(Requirements) Do not include the pictures; repeat the rest of the data exactly.

(Dataset)
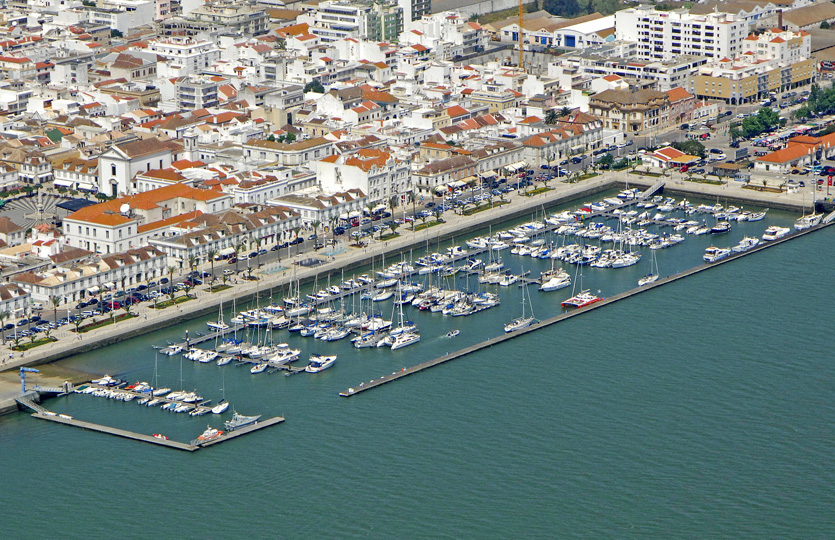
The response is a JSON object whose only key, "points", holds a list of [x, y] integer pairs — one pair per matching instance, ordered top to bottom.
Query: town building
{"points": [[665, 35], [631, 112], [128, 222]]}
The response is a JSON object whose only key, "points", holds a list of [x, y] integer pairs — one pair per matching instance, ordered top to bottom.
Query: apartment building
{"points": [[666, 35]]}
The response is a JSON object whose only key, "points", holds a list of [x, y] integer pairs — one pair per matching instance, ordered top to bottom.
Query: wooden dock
{"points": [[374, 383], [168, 443]]}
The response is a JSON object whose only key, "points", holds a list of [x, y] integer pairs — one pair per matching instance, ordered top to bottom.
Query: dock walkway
{"points": [[374, 383], [168, 443]]}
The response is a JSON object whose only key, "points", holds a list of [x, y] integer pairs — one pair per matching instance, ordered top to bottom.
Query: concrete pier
{"points": [[374, 383], [141, 437]]}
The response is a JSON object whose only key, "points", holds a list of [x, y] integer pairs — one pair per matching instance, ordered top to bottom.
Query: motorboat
{"points": [[807, 222], [721, 227], [774, 232], [745, 244], [713, 254], [556, 283], [585, 298], [405, 339], [319, 363], [259, 368], [107, 380], [221, 407], [238, 421], [209, 435]]}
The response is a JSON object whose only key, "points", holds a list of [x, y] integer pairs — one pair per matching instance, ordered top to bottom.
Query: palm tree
{"points": [[551, 116], [238, 248], [211, 254], [171, 291], [55, 301], [3, 316]]}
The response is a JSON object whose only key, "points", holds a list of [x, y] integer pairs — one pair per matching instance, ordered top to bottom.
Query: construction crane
{"points": [[521, 37]]}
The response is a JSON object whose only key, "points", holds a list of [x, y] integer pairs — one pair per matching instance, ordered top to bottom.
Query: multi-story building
{"points": [[413, 10], [219, 17], [665, 35], [184, 55], [774, 61], [667, 74], [631, 112], [288, 154], [119, 165], [374, 171], [129, 222], [78, 279]]}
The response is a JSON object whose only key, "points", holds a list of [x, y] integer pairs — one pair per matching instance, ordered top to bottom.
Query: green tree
{"points": [[562, 8], [314, 86], [551, 116], [690, 147], [608, 160], [211, 254], [56, 301]]}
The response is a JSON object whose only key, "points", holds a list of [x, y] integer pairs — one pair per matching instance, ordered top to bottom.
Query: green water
{"points": [[701, 409]]}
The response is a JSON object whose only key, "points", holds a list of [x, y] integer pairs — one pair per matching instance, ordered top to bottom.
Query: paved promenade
{"points": [[205, 303]]}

(In response)
The response is a JSON object whose only key, "points", holds a list of [x, y] integer pairs — one pair per matching instance, ordered top to bottom.
Query: town building
{"points": [[665, 35], [631, 112], [128, 222]]}
The response is a JSON object whose only key, "points", holds a list of [x, y] integer pairs — one pair per matching instance, ordered top to bottom.
Query: apartment building
{"points": [[666, 35]]}
The response is a JSON object whose only key, "points", holds a list of [x, y] integer pairs — one pair per matching instance, ordered top to bottom.
Query: wooden dock
{"points": [[374, 383], [168, 443]]}
The response is a JSON object whose only key, "points", holds a list of [x, y] integer pairs — one pair per matching instance, ordered top to bottom.
Query: dock walkway
{"points": [[374, 383], [168, 443]]}
The response is a JSON object whose only key, "points", holds a list of [x, y] integer pairs — one pair per matching instance, ordered top to bottom.
Query: concrete pier
{"points": [[374, 383], [141, 437]]}
The response is a JSON object whose only key, "points", holds a list of [x, y] integer pairs — one pair per matching instance, ordered top to bottom.
Query: motorboat
{"points": [[807, 222], [721, 227], [774, 232], [745, 244], [713, 254], [556, 283], [585, 298], [405, 339], [319, 363], [259, 368], [107, 380], [221, 407], [238, 421], [209, 435]]}
The response is a JSON object whose only key, "points", holds a list of [x, y] integer pairs — one pair per matching instance, ordered top to bottom.
Query: palm tree
{"points": [[551, 116], [238, 248], [211, 254], [171, 291], [55, 301], [3, 316]]}
The response is a JSON object whose only key, "points", holds a list of [x, y] integer pairs — one pair per matching instance, ordered top to bottom.
Query: construction crane
{"points": [[521, 37]]}
The response is a JSON object whose only key, "points", holds a list of [x, y] integer pairs — one pair per matching instance, ordered top to bottom.
Query: multi-story building
{"points": [[413, 10], [219, 17], [665, 35], [184, 55], [774, 61], [667, 74], [631, 112], [288, 154], [119, 165], [374, 171], [129, 222], [78, 279]]}
The response is a JSON object whose only key, "points", holds a list of [x, y] integer pairs — one pair per matching instance, ordered top to bottom.
Query: green tree
{"points": [[562, 8], [314, 86], [551, 116], [690, 147], [608, 160], [211, 254], [56, 301]]}
The response is a JSON object whose only key, "points", holds a list of [x, y] integer pairs — one pair per matching instance, ordered top to bottom.
Query: green water
{"points": [[701, 409]]}
The response is a JSON object whose only key, "points", holds a list of [x, y] integer pairs — one pair per matching instance, ordered top to bottom.
Query: paved promenade
{"points": [[205, 303]]}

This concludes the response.